» 指示: 本文の対談で、鈴木さんの祖父である鈴木辰五郎は何歳でマタギをやめたか答えなさい。

鈴木さんは、これからのことについてどう考えてられますか。
- 鈴木
- 昔は70歳っていえば、すごいなって思ったけども、自分がその歳になってしまって(笑)。せめて75まではやりたいんだけど、まあ、80歳を越えてもやってる仲間もいるから。
- 船橋
- 英雄さんは85歳くらいまでいけますよ(笑)。
- 鈴木
- いやぁ、うちのジイさん(鈴木辰五郎)は、72でマタギをやめたんだけど、その日、オレが仕事から家に帰ってきたら、部屋でおふくろと揉めてたのよ。「オレがマタギをやめるんであれば、この銃で死んでやる」って。そう言ってたジイさんがほんとに死ぬ気でいたかはわからないにしても、死んではならねえって銃をとりあげて、床にどんって投げたら銃も壊れてしまった。膝ついて泣いてるようだったし、かわいそうなことしたなって思うんだけど、ジイさんはそこで思いきれたと思うんだ。
気持ちはあっても、歳をとってくれば体力が追いつかないこともありますね。
- 鈴木
- ジイさんは雪男捜索隊でヒマラヤに行ったときに高山病になって、そこから体調が戻らなくなってしまったからな。

それでも山へ行きたいと思う。

» データ:
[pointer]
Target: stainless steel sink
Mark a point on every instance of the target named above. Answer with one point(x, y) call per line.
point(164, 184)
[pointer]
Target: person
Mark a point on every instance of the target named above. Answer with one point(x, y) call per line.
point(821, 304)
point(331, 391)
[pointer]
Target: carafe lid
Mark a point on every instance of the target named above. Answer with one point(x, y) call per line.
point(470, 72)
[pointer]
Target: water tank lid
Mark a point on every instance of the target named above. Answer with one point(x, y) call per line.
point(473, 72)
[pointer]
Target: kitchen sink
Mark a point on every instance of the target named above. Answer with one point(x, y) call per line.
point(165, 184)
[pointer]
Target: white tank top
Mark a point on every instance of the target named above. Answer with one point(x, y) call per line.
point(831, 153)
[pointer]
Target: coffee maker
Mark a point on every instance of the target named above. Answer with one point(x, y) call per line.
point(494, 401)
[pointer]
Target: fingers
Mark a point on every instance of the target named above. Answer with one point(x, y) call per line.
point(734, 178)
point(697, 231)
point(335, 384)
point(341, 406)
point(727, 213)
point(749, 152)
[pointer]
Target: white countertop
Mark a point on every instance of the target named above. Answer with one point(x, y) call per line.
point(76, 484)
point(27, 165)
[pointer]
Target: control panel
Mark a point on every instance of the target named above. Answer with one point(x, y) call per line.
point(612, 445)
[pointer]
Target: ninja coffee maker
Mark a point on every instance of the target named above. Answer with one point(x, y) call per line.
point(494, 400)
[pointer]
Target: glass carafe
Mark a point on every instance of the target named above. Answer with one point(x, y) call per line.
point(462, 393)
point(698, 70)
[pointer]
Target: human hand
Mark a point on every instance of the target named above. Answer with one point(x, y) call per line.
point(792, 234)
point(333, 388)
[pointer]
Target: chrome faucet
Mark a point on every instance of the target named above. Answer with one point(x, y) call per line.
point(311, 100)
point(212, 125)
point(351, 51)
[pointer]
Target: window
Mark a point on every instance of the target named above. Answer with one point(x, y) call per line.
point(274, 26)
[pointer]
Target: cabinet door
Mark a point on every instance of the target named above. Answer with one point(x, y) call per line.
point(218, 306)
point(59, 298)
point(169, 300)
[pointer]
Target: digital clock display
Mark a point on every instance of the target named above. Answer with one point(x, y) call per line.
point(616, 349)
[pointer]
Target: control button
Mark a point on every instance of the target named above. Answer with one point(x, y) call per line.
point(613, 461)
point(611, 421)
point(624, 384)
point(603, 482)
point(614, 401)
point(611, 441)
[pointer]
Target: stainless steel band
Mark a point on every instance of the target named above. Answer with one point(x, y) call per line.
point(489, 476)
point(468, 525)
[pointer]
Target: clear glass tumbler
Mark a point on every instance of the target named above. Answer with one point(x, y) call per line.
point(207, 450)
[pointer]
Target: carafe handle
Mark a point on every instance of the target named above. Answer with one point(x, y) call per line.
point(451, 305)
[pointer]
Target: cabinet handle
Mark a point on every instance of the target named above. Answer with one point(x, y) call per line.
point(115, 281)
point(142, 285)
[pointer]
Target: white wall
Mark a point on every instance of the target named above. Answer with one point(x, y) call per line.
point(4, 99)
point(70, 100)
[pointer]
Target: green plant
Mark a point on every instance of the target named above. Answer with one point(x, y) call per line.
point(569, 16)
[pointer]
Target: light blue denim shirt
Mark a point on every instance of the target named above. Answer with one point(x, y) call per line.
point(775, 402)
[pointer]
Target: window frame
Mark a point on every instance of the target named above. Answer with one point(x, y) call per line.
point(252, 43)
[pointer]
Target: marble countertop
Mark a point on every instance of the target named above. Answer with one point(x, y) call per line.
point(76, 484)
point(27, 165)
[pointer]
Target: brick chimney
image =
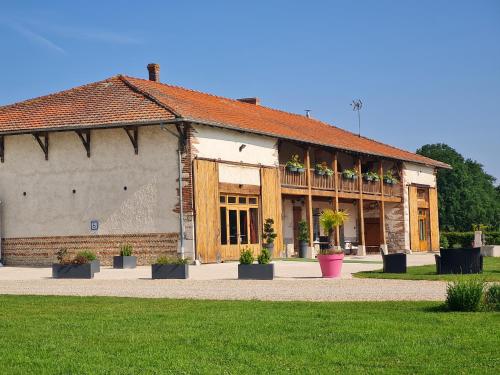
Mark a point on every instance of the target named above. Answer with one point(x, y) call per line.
point(154, 72)
point(255, 101)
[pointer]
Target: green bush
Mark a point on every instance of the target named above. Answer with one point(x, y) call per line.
point(171, 260)
point(264, 257)
point(246, 256)
point(126, 250)
point(492, 297)
point(465, 294)
point(89, 255)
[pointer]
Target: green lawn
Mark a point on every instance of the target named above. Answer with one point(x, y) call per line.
point(491, 272)
point(99, 335)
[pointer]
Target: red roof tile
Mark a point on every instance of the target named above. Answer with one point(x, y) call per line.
point(127, 100)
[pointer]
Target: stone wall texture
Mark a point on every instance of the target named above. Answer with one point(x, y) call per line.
point(41, 251)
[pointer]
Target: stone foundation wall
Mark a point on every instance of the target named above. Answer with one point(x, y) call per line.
point(40, 251)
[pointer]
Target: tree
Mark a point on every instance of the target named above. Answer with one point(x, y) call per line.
point(467, 194)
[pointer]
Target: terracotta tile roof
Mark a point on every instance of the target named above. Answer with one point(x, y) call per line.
point(127, 100)
point(105, 102)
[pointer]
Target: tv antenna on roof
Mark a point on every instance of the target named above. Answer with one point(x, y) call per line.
point(356, 105)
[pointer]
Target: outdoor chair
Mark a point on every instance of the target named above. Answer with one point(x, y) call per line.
point(394, 263)
point(459, 261)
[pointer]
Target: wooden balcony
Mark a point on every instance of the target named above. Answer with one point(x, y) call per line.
point(298, 180)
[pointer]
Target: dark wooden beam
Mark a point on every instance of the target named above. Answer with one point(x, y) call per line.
point(84, 136)
point(2, 148)
point(133, 135)
point(43, 141)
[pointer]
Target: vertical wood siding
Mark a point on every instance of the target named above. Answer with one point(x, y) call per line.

» 解答: 72歳でやめた。